## Provided data
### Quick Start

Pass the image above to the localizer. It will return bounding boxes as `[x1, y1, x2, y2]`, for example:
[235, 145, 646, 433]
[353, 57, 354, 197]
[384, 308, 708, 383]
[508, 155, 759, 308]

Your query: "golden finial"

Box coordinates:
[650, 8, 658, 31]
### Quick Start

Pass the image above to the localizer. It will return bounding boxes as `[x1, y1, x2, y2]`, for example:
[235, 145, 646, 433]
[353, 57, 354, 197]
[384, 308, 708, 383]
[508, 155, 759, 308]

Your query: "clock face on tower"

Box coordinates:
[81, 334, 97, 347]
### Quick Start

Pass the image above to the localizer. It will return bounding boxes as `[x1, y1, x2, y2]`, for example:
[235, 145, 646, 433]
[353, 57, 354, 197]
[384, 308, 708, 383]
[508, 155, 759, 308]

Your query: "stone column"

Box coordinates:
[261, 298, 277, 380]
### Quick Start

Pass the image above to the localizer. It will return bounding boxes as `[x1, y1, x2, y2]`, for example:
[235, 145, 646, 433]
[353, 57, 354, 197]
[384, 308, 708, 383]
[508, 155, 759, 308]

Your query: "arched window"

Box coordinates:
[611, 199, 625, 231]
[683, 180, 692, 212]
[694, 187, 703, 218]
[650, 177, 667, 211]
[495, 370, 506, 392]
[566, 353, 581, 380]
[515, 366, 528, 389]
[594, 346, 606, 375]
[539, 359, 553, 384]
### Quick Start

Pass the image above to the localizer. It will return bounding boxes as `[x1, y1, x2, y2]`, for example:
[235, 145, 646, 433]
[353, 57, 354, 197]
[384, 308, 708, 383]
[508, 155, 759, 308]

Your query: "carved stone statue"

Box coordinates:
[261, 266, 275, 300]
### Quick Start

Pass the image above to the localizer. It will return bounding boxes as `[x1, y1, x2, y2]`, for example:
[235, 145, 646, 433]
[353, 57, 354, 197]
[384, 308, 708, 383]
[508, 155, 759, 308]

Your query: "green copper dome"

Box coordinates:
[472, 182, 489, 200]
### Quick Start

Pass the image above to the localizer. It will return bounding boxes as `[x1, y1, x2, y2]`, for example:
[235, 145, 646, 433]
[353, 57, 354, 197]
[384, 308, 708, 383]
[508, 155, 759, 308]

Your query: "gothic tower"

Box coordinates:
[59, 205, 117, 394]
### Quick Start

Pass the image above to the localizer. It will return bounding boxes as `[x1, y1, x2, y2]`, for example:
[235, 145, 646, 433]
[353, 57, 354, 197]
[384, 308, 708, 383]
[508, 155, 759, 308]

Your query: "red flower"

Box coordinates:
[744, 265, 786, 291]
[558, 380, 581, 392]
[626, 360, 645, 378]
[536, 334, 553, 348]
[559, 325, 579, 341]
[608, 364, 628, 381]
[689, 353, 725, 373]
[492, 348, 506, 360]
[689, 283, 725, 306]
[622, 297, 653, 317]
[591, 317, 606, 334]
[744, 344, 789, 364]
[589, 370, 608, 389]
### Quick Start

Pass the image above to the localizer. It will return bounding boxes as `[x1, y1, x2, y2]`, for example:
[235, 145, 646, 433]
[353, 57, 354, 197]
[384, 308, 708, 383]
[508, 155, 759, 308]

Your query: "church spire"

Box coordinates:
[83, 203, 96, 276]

* * *

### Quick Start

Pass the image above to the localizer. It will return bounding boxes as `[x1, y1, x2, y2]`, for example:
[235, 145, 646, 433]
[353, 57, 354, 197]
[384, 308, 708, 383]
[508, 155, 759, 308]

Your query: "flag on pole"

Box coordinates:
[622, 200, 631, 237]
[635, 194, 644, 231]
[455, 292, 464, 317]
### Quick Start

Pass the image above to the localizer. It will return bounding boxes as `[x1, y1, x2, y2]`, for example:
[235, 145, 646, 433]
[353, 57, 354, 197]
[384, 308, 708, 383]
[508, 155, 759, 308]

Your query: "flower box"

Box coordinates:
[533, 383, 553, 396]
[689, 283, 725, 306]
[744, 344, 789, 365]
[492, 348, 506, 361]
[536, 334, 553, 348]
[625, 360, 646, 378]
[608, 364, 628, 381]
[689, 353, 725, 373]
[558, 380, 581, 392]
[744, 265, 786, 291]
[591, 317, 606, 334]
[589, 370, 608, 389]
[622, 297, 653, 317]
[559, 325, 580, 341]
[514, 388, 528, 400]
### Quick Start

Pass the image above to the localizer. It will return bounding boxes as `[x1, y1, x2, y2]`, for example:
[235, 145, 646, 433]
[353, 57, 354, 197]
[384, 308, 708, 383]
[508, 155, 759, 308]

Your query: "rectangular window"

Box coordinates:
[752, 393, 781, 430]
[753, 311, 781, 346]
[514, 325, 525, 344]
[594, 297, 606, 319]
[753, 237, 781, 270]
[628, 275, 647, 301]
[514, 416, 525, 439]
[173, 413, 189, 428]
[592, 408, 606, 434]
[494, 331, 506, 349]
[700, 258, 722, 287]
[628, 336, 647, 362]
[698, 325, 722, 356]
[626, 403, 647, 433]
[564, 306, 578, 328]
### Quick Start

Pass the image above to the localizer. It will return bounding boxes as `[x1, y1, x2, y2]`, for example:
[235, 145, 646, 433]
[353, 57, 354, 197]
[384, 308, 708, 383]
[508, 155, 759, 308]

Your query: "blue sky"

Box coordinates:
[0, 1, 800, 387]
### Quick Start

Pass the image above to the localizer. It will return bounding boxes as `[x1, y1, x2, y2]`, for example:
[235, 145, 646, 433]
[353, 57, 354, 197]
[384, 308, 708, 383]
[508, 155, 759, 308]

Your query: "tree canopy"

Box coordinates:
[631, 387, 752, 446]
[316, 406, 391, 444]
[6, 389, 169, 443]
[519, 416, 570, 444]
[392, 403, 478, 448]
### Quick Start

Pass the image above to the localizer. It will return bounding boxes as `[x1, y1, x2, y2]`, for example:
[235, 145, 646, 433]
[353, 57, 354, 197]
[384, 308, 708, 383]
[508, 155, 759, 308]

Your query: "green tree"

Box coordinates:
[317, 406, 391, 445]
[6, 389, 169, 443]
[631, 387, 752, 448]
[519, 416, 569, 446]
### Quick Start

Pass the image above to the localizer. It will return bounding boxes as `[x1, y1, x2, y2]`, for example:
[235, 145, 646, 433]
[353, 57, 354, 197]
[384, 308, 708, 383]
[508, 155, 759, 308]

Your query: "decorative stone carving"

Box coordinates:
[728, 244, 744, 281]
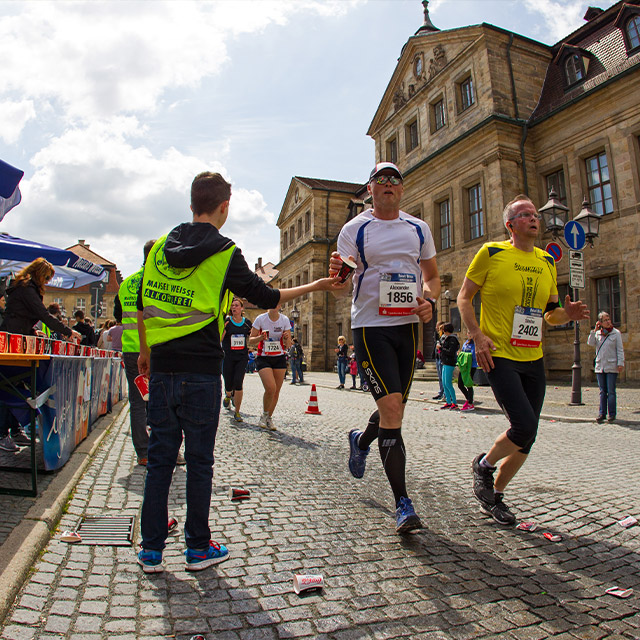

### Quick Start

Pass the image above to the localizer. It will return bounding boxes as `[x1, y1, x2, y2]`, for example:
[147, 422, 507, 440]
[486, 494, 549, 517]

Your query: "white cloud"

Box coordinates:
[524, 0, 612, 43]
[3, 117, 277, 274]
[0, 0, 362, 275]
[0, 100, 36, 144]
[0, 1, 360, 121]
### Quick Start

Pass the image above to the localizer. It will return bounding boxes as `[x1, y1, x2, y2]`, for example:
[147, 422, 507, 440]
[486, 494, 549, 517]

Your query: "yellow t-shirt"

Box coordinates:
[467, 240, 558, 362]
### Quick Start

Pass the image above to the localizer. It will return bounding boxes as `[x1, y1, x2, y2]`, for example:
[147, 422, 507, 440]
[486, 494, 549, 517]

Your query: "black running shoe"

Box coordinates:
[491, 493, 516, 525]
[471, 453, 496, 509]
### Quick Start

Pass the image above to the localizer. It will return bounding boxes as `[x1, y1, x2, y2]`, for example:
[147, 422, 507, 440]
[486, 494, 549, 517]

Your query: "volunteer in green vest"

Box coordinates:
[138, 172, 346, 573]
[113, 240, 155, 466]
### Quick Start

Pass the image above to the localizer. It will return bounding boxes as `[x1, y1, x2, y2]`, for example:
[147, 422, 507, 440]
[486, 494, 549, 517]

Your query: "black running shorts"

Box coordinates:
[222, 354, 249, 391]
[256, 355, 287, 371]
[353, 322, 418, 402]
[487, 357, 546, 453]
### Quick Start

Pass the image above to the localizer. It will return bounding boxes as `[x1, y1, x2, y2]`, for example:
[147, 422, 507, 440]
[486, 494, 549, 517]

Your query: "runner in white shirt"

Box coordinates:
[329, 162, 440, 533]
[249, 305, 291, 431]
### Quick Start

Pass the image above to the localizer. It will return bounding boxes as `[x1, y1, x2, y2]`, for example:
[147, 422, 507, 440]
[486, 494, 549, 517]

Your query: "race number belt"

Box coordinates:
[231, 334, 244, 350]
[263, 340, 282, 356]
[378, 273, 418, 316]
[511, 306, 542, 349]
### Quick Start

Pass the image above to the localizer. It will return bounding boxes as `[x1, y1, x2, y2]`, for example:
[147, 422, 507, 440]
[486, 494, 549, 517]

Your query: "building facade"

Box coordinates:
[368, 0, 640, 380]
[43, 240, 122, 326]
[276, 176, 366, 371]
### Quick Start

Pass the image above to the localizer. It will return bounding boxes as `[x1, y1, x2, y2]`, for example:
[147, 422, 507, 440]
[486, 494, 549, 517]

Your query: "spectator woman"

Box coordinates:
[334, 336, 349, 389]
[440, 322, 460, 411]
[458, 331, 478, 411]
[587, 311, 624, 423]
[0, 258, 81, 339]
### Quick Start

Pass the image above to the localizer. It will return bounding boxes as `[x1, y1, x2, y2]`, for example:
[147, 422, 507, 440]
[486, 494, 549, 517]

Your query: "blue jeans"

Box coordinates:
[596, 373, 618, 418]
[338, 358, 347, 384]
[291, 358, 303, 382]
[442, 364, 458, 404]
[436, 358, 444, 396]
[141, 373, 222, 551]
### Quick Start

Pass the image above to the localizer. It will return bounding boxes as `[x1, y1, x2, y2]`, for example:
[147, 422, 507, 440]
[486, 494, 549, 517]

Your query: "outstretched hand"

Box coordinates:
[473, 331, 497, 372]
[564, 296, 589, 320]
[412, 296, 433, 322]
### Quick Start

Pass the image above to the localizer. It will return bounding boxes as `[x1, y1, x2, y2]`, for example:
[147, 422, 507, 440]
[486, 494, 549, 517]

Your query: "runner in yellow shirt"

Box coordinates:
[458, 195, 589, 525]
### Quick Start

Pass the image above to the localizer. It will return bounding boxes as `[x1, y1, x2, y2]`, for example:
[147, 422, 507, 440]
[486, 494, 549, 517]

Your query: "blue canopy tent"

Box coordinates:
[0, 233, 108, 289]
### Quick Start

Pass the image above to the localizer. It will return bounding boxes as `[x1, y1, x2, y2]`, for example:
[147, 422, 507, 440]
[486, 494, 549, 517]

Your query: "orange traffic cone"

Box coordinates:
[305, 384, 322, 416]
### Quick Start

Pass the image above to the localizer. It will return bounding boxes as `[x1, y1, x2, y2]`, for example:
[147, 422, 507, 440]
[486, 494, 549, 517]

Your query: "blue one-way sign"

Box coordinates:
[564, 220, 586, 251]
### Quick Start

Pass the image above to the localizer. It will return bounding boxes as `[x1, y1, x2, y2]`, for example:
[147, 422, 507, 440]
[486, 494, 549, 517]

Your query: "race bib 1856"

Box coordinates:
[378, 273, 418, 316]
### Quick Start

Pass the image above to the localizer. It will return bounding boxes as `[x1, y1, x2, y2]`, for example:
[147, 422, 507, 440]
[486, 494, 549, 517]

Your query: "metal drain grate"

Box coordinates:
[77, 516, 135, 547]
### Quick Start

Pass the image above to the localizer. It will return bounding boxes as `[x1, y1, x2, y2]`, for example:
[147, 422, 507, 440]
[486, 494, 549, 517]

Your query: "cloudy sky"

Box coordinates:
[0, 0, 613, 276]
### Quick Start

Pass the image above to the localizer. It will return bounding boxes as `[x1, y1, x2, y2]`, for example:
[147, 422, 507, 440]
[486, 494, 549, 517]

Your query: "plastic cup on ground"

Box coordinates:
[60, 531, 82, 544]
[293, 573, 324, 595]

## What is expected
Please pull every line from the listing above that contains the word "yellow" and copy each one out. Case matters, so skip lines where the word appears only with different capitalization.

## Written answer
Your query: "yellow t-shirt"
Your query: "runner in yellow shirt"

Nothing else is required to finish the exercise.